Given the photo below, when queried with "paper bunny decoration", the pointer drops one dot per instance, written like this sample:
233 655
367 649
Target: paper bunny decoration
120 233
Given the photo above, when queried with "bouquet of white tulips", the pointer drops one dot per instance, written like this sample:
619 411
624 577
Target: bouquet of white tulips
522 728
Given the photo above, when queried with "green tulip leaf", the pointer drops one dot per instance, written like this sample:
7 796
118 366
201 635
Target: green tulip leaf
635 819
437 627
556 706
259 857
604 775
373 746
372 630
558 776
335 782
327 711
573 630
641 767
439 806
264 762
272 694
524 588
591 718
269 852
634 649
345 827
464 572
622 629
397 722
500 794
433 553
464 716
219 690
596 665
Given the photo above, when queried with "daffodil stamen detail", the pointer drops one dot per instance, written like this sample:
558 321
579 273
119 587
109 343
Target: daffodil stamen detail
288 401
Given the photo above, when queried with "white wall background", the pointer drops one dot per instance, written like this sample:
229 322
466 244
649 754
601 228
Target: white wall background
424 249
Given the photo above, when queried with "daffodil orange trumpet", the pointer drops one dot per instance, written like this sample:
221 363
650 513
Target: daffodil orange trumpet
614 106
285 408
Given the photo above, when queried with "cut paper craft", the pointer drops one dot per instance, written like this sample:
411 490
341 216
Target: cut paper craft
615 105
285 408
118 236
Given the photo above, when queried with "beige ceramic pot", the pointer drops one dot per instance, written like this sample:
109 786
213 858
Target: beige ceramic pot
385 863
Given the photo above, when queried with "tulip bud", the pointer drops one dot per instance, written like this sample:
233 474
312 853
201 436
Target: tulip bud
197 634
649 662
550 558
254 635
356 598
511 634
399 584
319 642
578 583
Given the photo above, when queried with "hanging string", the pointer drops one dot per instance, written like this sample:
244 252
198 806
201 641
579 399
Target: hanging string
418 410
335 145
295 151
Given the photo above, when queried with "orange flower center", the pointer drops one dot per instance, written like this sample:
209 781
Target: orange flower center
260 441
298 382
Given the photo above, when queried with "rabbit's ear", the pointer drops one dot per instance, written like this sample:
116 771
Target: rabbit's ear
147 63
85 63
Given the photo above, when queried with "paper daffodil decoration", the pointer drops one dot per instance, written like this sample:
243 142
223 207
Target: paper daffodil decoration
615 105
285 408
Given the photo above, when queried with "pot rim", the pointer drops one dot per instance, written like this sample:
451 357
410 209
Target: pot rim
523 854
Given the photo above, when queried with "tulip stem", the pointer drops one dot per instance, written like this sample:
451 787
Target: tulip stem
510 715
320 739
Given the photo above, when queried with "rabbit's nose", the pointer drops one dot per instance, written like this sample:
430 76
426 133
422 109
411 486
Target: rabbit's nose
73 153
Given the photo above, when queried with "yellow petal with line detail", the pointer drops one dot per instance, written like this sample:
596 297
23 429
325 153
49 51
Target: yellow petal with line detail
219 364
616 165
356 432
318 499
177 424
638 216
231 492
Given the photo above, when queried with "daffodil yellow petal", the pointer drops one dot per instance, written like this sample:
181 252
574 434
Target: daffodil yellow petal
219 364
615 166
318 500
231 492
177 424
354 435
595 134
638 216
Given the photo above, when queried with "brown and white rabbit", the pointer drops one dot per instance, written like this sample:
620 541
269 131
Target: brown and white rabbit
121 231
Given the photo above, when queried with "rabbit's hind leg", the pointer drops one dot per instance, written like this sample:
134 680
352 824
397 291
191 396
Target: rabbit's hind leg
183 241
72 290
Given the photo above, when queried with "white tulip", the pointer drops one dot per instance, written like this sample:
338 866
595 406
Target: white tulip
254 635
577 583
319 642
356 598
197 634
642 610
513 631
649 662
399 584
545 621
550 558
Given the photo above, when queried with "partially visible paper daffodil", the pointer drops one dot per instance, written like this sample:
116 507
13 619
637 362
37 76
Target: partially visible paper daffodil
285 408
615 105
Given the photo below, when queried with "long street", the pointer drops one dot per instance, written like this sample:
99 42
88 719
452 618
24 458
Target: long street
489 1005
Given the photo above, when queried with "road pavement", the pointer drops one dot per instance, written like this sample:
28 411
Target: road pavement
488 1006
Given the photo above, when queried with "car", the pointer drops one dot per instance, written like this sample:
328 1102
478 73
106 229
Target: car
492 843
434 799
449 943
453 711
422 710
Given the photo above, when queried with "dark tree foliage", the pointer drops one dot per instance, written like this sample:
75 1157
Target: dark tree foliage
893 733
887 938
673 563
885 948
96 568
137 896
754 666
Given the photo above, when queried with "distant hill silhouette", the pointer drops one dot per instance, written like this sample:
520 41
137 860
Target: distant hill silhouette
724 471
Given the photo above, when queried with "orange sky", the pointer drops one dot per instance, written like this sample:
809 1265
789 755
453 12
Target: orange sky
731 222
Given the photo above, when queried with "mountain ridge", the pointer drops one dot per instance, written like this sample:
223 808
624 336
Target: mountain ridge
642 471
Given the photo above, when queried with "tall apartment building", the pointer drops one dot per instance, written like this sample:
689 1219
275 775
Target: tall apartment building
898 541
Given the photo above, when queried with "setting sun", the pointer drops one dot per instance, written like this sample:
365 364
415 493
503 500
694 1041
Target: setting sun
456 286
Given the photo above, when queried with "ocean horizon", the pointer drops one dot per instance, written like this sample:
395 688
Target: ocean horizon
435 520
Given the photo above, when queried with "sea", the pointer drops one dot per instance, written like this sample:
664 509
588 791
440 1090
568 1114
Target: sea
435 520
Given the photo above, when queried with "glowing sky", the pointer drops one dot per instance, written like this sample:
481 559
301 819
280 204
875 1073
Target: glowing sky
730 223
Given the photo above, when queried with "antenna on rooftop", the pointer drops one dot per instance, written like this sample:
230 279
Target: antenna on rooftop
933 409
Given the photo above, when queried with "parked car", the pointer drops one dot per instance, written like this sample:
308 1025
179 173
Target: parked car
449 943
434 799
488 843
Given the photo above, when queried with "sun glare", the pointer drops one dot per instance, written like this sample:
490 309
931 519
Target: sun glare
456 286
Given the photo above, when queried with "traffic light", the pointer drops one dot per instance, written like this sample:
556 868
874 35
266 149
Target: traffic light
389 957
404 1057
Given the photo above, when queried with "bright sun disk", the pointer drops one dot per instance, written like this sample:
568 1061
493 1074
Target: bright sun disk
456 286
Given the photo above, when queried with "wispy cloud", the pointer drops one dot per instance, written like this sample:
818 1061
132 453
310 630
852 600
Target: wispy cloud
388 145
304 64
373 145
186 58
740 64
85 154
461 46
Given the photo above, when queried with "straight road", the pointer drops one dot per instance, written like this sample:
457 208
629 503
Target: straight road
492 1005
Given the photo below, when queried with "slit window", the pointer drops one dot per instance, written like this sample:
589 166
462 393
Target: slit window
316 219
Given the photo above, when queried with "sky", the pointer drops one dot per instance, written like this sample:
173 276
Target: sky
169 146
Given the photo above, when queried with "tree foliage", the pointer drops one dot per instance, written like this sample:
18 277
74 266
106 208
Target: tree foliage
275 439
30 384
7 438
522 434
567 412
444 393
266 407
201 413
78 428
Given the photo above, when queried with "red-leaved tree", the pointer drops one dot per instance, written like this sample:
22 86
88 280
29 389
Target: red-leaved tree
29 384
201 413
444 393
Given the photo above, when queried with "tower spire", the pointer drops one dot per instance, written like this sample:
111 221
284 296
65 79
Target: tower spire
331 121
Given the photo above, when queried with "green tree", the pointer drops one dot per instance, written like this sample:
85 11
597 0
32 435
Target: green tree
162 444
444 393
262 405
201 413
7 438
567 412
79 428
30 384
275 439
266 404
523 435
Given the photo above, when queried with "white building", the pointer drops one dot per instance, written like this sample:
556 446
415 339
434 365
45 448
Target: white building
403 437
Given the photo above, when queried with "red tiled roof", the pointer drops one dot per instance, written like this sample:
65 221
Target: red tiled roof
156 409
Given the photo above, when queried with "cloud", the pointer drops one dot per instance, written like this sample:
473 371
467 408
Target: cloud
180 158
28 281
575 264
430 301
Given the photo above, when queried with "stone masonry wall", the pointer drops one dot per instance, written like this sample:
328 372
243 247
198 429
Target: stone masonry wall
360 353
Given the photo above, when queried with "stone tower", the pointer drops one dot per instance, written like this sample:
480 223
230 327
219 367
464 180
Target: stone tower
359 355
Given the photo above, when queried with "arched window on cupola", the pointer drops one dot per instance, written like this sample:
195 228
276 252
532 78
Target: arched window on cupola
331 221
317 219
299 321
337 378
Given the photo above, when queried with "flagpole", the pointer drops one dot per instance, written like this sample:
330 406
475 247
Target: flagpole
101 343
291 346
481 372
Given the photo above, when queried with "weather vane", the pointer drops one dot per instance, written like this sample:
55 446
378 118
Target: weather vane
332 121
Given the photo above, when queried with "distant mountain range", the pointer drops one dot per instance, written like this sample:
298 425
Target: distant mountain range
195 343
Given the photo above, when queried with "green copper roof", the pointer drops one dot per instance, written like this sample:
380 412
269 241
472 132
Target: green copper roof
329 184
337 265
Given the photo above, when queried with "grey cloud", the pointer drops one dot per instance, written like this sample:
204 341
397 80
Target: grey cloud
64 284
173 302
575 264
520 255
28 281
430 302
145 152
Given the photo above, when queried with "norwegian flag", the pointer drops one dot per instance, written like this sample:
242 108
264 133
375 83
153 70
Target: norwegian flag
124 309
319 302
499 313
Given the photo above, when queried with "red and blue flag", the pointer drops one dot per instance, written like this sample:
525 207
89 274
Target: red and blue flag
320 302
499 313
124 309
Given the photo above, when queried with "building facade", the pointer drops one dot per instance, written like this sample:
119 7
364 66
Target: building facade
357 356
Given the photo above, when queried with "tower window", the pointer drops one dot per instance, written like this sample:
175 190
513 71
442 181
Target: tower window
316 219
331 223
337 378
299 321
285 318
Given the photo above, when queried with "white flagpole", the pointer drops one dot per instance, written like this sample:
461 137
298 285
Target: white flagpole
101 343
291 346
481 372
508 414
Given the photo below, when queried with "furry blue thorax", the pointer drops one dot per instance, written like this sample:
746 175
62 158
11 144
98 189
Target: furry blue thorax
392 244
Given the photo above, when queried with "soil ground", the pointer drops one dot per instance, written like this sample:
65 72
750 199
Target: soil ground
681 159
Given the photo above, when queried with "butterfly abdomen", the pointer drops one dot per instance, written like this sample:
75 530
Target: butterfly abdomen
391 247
· · · ·
• _Task directions_
Where a line of the entries contains the word "below", copy that line.

• _Exercise solution_
Given the photo below, when queried with "paper bunny decoration", the pointer drops one dot per instance, written like this sample:
Given the photo below, when queried with "long street", the pointer drops one dot per instance, written like this sample:
Given the photo below, when queried with "slit window", the pointer drops one dot per instance, written like this sample:
Given the photo below, when queried with "furry blue thorax", the pointer drops one dot per instance, written like this sample:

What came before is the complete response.